Given problem -
Can you transcribe the data exactly? Leave the pictures out.

Materials provided -
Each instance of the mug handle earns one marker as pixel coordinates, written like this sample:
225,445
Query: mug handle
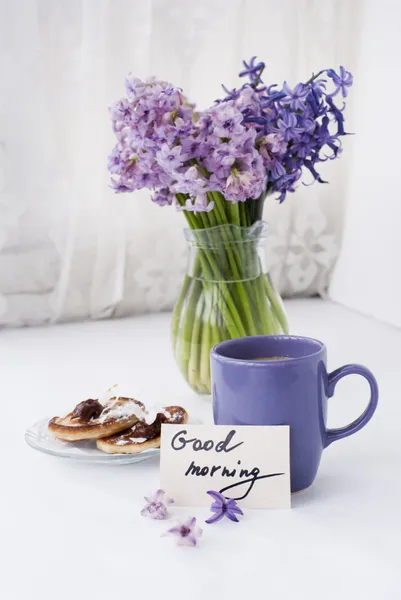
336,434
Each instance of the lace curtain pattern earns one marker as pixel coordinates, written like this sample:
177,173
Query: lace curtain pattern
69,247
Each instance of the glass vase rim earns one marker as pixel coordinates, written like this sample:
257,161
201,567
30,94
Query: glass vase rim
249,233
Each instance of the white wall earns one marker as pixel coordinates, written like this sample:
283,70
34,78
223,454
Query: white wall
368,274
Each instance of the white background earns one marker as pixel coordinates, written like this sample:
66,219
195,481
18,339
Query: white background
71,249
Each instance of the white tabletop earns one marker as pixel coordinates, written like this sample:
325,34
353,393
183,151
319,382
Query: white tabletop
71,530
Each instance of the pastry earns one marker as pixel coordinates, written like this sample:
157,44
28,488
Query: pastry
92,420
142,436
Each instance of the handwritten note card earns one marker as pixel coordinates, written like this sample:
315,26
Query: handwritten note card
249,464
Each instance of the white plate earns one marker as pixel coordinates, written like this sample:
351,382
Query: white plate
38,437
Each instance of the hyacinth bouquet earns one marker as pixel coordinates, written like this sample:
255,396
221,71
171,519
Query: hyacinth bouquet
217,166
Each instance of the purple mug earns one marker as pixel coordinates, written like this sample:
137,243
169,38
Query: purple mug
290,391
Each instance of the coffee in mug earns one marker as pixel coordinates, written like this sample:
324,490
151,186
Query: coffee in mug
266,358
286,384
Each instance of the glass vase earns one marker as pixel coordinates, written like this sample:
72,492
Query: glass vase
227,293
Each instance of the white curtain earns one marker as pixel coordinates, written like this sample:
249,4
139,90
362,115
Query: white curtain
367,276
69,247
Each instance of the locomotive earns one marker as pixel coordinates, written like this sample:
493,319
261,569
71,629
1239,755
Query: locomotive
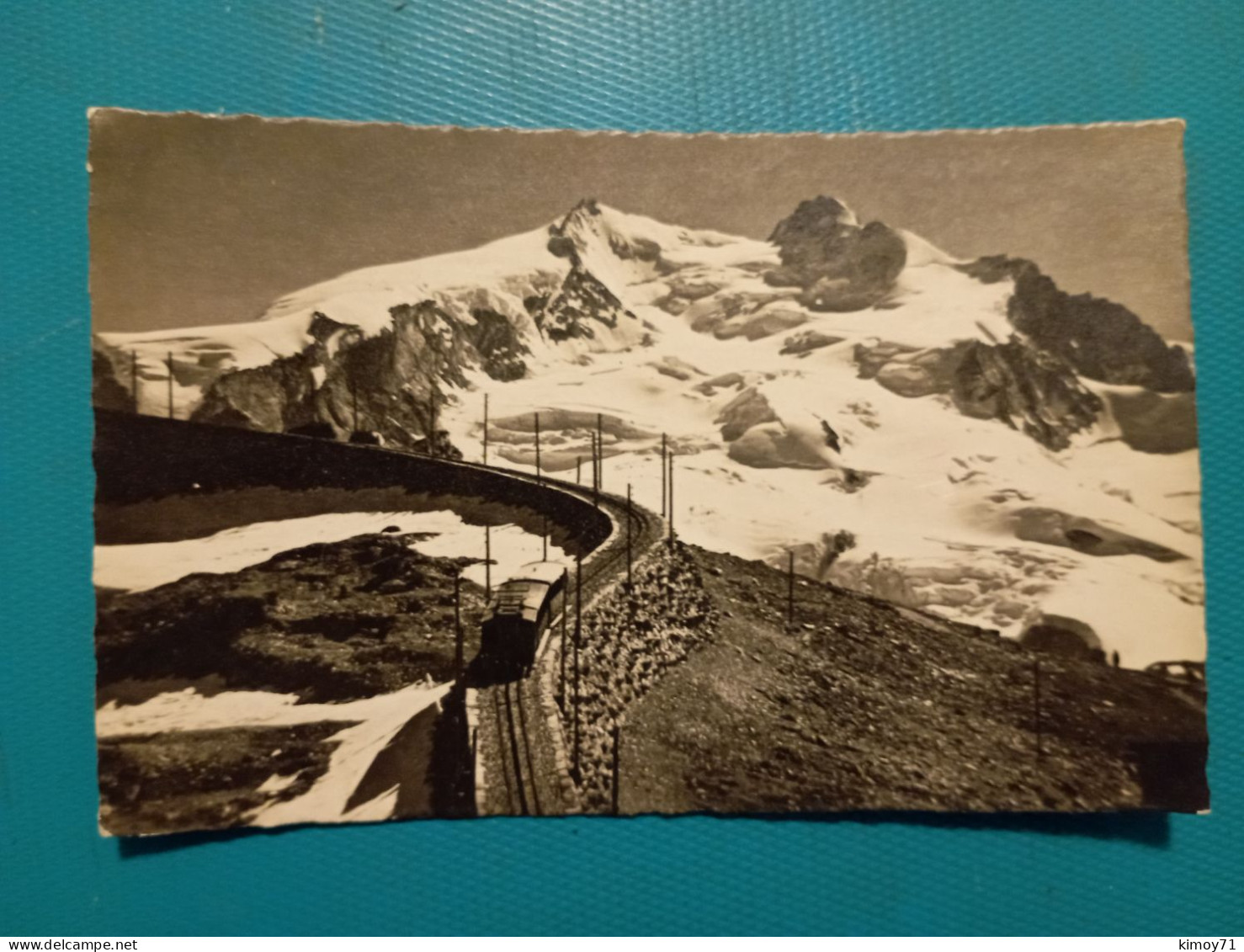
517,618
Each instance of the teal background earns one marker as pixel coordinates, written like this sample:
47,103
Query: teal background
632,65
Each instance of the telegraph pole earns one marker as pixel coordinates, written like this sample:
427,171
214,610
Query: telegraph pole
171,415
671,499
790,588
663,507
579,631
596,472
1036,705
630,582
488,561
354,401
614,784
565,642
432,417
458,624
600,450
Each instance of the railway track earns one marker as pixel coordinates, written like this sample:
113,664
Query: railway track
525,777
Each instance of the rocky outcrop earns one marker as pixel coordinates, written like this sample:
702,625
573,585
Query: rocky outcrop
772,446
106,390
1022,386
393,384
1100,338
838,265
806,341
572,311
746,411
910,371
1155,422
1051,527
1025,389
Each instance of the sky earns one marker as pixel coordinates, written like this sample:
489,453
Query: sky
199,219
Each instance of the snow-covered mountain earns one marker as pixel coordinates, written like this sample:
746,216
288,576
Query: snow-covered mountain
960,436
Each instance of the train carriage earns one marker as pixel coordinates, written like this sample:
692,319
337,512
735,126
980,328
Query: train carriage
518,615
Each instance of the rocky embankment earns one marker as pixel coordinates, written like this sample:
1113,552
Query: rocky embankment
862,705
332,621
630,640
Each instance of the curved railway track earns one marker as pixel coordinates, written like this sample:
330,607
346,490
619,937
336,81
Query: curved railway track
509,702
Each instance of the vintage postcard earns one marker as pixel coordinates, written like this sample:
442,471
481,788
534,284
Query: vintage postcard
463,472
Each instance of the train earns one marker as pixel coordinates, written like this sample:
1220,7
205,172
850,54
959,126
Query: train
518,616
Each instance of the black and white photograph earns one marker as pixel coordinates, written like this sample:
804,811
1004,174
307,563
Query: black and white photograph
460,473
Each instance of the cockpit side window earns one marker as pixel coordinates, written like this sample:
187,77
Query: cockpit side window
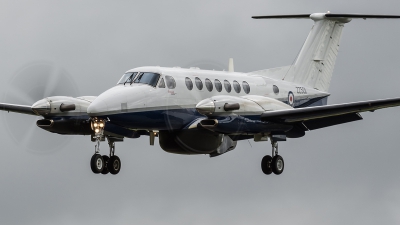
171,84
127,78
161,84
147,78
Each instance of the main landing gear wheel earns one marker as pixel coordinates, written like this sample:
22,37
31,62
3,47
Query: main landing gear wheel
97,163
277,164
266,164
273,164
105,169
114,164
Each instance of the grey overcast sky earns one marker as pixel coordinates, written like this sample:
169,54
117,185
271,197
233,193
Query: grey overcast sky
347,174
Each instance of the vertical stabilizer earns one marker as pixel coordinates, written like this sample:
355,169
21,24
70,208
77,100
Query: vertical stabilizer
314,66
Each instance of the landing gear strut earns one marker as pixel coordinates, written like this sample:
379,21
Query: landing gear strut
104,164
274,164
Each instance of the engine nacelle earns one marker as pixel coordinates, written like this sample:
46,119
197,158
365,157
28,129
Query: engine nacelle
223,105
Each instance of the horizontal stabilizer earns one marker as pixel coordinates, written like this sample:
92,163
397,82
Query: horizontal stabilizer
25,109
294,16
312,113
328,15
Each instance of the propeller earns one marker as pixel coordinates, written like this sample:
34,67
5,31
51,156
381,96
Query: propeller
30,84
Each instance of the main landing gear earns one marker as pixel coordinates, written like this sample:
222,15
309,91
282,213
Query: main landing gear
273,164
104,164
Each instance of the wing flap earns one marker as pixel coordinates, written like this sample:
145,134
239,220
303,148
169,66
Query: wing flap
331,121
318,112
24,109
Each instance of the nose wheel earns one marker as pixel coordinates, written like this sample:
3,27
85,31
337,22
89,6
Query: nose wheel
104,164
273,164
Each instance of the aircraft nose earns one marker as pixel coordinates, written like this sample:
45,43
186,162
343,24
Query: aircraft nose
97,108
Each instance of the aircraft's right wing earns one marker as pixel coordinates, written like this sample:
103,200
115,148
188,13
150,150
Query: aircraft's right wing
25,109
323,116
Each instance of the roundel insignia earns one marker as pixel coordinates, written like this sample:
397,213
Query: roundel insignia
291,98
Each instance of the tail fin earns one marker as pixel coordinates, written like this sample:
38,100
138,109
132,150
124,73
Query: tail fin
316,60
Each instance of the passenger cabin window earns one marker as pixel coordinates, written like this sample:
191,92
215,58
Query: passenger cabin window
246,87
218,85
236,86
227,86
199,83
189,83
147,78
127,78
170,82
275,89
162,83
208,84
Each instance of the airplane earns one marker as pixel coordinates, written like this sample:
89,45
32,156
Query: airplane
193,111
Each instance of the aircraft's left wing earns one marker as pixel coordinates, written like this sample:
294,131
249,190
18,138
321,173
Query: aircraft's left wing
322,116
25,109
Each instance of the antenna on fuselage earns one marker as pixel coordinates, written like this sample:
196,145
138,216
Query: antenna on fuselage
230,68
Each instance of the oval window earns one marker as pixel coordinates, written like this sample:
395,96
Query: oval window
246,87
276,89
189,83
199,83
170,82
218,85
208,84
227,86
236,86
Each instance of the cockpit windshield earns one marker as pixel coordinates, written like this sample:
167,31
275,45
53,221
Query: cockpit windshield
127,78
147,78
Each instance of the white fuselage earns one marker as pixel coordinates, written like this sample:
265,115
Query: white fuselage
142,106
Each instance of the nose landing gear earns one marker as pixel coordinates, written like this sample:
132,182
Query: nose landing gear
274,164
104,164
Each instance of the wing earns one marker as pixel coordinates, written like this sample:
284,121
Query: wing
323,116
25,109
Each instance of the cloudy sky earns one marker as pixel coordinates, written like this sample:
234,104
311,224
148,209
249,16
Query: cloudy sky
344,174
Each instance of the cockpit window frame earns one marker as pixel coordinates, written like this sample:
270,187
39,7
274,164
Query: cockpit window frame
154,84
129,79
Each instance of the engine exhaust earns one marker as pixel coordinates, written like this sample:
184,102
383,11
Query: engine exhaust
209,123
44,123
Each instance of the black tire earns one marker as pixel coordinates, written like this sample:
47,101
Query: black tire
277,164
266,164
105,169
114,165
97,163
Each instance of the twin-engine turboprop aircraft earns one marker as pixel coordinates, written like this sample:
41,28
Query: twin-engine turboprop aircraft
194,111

Result of the exercise -
Each instance of the mug handle earns one marker as pixel coordinates, written like this sample:
225,445
Query: mug handle
336,434
Each instance of the lace curtain pattern earns one marker as pixel coordinates, written like this sample:
177,173
Query: lace curtain pattern
69,247
Each instance of the glass vase rim earns one marker as pixel coordinates, written like this sample:
257,161
201,567
30,94
Query: glass vase rim
249,233
Each instance of the white wall earns one marker as pixel coordinates, written like this sample:
283,70
34,78
223,454
Query: white wall
368,274
Each instance of the white background earns one marker as pixel coordinates, written like this sample:
66,219
195,481
18,339
Query: white background
71,249
Each instance of the white tabletop earns one marker as pixel coordinates, written like this sample:
325,34
353,393
183,151
319,382
Query: white tabletop
71,530
Each instance of the pastry earns one marker as pixel coordinates, written like this sample:
157,44
28,488
Query: pastry
92,420
142,436
Each instance of the handwritten note card earns one marker as pixel coordinates, written like this sample:
315,26
Query: handwritten note card
249,464
Each instance of the white plate earns one marker as pixel coordinates, written like this sample:
351,382
Query: white plate
38,437
Each instance of the hyacinth bouquet earns one marker as pixel coordinates, written like this sample:
255,396
221,71
171,519
Query: hyacinth bouquet
217,166
Each instance of the purple mug earns one marker as pixel coordinates, written like this sample:
137,243
169,38
Query: purple mug
290,391
Each instance of the coffee in mug earns one marker as pixel coordinates, written like this sample:
324,490
151,186
Query: coffee in mug
266,358
286,384
Each instance of the glass vase earns one marker as pixel coordinates, written like this sample:
72,492
Query: glass vase
227,293
Each instance of the white curtain earns one marker as pixel coordinates, written like this sample:
249,4
139,90
362,115
Query: white curtain
367,276
69,247
Each instance of the locomotive earns one marker as pixel coordinates, written like this sample:
493,319
261,569
71,629
1239,755
Query: locomotive
517,618
Each instance of the teal background earns one marker as pixel coordinates, written like this sample:
47,103
Query: teal background
632,65
Each instance of the telegraph pole earns one marker as pixel coordinates, written like this sample:
427,171
214,610
Query: telegraph pole
171,415
671,499
790,588
663,507
579,631
596,472
1036,705
630,582
488,561
354,401
614,784
565,642
432,417
458,624
600,450
Each instance of the railway track earns one marker as pixel coordinates, written like this sample:
113,664
Query: railway track
525,777
Each instance of the rocky outcrop earns one marker as pixel coordinates, written like this sample:
702,625
573,585
Query: rocky outcrop
772,446
106,390
1022,386
393,384
1100,338
838,265
806,341
572,311
746,411
910,371
1155,422
1051,527
1025,389
Each instance of the sky earns one marker as pixel coordinates, written like this sample:
489,453
Query: sky
199,219
Each instance of the snow-covered mountain earns one marker as pixel coordinates, written like this sample:
746,216
288,576
Query: snow-covered mountain
960,436
Each instance of the train carriage earns one marker as pixel coordinates, written like this sample:
692,319
337,512
735,126
980,328
Query: train carriage
518,615
Each instance of the rocky embankment earns one marker as pixel coordinates, written like this sample:
1113,552
Query: rocky embankment
862,705
332,621
630,640
Each instance of the curved railway track earns one marker as pixel coordinates, written like this sample:
330,607
346,490
619,937
336,81
Query: curved railway track
509,702
Each instance of the vintage postcard earns one marker as pixel coordinates, written like this sample:
442,471
481,788
534,284
Query: vintage postcard
463,472
Each instance of the train earns one marker as pixel coordinates, written like this sample:
1220,7
205,172
850,54
959,126
Query: train
518,616
Each instance of the black and white photograph earns one marker as pixel coordinates, written like this sample:
804,811
1004,174
307,563
Query: black and white photograph
460,473
Each instance of the cockpit side window earns one marker as pixel coordinates, written like this sample:
187,77
Query: cockpit side window
171,84
127,78
161,84
147,78
Each instance of the main landing gear wheel earns one marker as pixel coordinates, written like this sample:
22,37
31,62
3,47
Query: main landing gear wheel
97,163
277,164
266,164
273,164
105,169
114,164
Each instance of the grey overcast sky earns one marker as pixel coordinates, written like this sample:
169,54
117,185
271,197
233,193
Query: grey overcast sky
347,174
Each instance of the vertical stabilizer earns one marker as pixel coordinates, written like this sample:
355,169
21,24
70,208
77,100
Query: vertical stabilizer
314,66
Each instance of the landing gear strut earns one marker as pixel coordinates, written like this sample:
379,21
Query: landing gear strut
104,164
274,164
Each instance of the engine nacelle earns one marker as pixel coordinates, written like this sample:
46,119
197,158
365,157
28,129
Query: engine nacelle
223,105
Each instance of the horizontal stabilizer earns one marker as pixel coordinates, written like this sample:
92,163
397,82
Query: horizontal stabilizer
25,109
294,16
312,113
328,15
Each instance of the propeller earns one marker as pixel coordinates, written like this sample:
34,67
5,31
51,156
381,96
Query: propeller
30,84
Each instance of the main landing gear earns one marker as pixel coordinates, written like this sample:
222,15
309,91
282,213
Query: main landing gear
273,164
104,164
Each instance of the wing flap earns one marker as pixel coordinates, written like this sample:
145,134
239,220
303,148
169,66
Query: wing flap
331,121
318,112
24,109
Each instance of the nose wheel earns one marker as pixel coordinates, written like this sample:
3,27
85,31
337,22
89,6
Query: nose wheel
104,164
273,164
Each instance of the aircraft nose earns one marker as pixel coordinates, written like this sample:
45,43
186,162
343,24
Query: aircraft nose
97,108
Each instance of the aircraft's right wing earns one marker as pixel coordinates, written like this sample:
103,200
115,148
188,13
150,150
Query: aircraft's right wing
25,109
323,116
Each instance of the roundel insignia earns one marker as pixel coordinates, written like this sample:
397,213
Query: roundel insignia
291,98
Each instance of the tail fin earns one marker as pixel coordinates, written like this sample:
38,100
138,109
132,150
124,73
Query: tail fin
316,60
Each instance of the passenger cabin window earns one marker as pixel coordinates, written like this sample:
191,92
215,58
Query: passenger cabin window
246,87
218,85
236,86
227,86
199,83
189,83
147,78
127,78
170,82
275,89
162,83
208,84
Each instance of the airplane earns one marker as pixel coordinates, written like this sample:
89,45
32,156
Query: airplane
193,111
Each instance of the aircraft's left wing earns one marker as pixel coordinates, written like this sample:
294,131
249,190
18,138
321,173
Query: aircraft's left wing
322,116
25,109
Each instance of the antenna on fuselage earns one marker as pixel coordinates, written like this sample:
196,145
138,216
Query: antenna on fuselage
230,68
Each instance of the oval window earns one marker as pixel coordinates, written like this sample:
395,96
Query: oval window
246,87
276,89
189,83
199,83
170,82
218,85
208,84
227,86
236,86
Each instance of the cockpit windshield earns one marker as pixel coordinates, written like this sample:
167,31
275,45
53,221
Query: cockpit windshield
127,78
147,78
Each instance of the white fuselage earns one marker as pixel coordinates, written like this sample:
265,115
Query: white fuselage
142,106
Each instance of the nose landing gear earns one marker as pixel coordinates, written like this sample:
132,182
Query: nose landing gear
274,164
104,164
Each instance of the wing earns one marker as pixel coordinates, written like this sample:
284,121
Query: wing
323,116
25,109
Each instance of the cloudy sky earns one marker as pixel coordinates, written like this sample:
234,104
311,224
148,209
249,16
Query: cloudy sky
344,174
Each instance of the cockpit window frame earns one marker as pixel coordinates, written like this sample:
270,187
39,7
274,164
Query: cockpit window frame
154,84
129,79
Each instance of the engine exhaust earns one marker as pixel coordinates, written like this sample:
184,102
383,11
Query: engine exhaust
209,123
44,123
Each instance of the black tire earns one marker as pixel coordinates, written like this sample:
47,101
Query: black tire
277,164
266,164
105,169
114,165
97,163
Each instance of the twin-engine turboprop aircraft earns one marker as pixel coordinates, written like this sample:
41,28
Query: twin-engine turboprop aircraft
194,111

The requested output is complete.